> **What you will do**:
Reproduce the entries word for word, starting with the first line and continuing through the line containing "125L151 184L208 156L170".

## Start Material to process

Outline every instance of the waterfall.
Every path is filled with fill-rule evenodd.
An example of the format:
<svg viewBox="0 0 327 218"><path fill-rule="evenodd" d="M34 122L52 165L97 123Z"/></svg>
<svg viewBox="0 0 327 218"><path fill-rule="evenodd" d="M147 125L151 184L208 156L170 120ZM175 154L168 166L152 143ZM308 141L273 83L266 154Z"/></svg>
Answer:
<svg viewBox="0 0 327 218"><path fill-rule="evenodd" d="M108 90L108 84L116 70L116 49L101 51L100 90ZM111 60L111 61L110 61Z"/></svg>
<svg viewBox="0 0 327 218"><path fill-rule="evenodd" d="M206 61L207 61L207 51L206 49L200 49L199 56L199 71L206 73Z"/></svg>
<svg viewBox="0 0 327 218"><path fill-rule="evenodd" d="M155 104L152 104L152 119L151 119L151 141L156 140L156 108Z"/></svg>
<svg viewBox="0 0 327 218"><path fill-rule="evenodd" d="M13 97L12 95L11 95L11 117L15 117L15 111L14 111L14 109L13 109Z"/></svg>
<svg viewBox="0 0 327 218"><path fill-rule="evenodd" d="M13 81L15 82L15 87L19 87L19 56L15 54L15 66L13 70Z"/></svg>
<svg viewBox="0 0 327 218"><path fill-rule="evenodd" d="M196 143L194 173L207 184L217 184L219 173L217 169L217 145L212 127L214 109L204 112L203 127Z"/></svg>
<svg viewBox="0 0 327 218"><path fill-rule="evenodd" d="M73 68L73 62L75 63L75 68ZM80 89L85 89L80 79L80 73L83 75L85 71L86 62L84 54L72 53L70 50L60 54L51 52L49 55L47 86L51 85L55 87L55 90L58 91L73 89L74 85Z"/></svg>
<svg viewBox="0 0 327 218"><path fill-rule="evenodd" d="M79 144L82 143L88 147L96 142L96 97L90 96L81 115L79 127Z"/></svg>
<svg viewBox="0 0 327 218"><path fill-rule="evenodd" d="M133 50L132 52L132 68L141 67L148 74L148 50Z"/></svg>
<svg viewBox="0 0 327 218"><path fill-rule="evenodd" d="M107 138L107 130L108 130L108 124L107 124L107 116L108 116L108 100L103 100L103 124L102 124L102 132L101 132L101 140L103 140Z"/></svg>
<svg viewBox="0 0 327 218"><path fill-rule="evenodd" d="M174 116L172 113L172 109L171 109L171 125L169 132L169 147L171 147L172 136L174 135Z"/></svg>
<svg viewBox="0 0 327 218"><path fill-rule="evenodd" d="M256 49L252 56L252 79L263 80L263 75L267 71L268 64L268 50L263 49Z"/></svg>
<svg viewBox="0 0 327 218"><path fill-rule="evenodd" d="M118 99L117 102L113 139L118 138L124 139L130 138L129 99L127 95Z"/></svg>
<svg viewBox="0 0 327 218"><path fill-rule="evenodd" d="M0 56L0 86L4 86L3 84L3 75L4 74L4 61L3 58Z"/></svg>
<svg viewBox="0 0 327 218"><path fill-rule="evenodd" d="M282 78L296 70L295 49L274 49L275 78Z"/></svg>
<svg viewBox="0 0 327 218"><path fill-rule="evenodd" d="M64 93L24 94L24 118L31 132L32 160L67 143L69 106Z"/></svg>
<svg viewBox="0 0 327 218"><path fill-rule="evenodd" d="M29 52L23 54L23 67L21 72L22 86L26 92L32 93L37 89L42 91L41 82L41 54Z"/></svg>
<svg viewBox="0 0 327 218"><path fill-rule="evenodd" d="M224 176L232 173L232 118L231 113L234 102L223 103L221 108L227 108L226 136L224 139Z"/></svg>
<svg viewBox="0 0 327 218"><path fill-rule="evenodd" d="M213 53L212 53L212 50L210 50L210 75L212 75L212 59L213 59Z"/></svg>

## End Material to process

> **Solution**:
Outline every instance of the waterfall.
Every path is filled with fill-rule evenodd.
An example of the format:
<svg viewBox="0 0 327 218"><path fill-rule="evenodd" d="M34 122L52 165L97 123Z"/></svg>
<svg viewBox="0 0 327 218"><path fill-rule="evenodd" d="M147 125L151 184L208 156L170 120ZM175 154L168 166L152 143ZM308 141L273 83L266 154Z"/></svg>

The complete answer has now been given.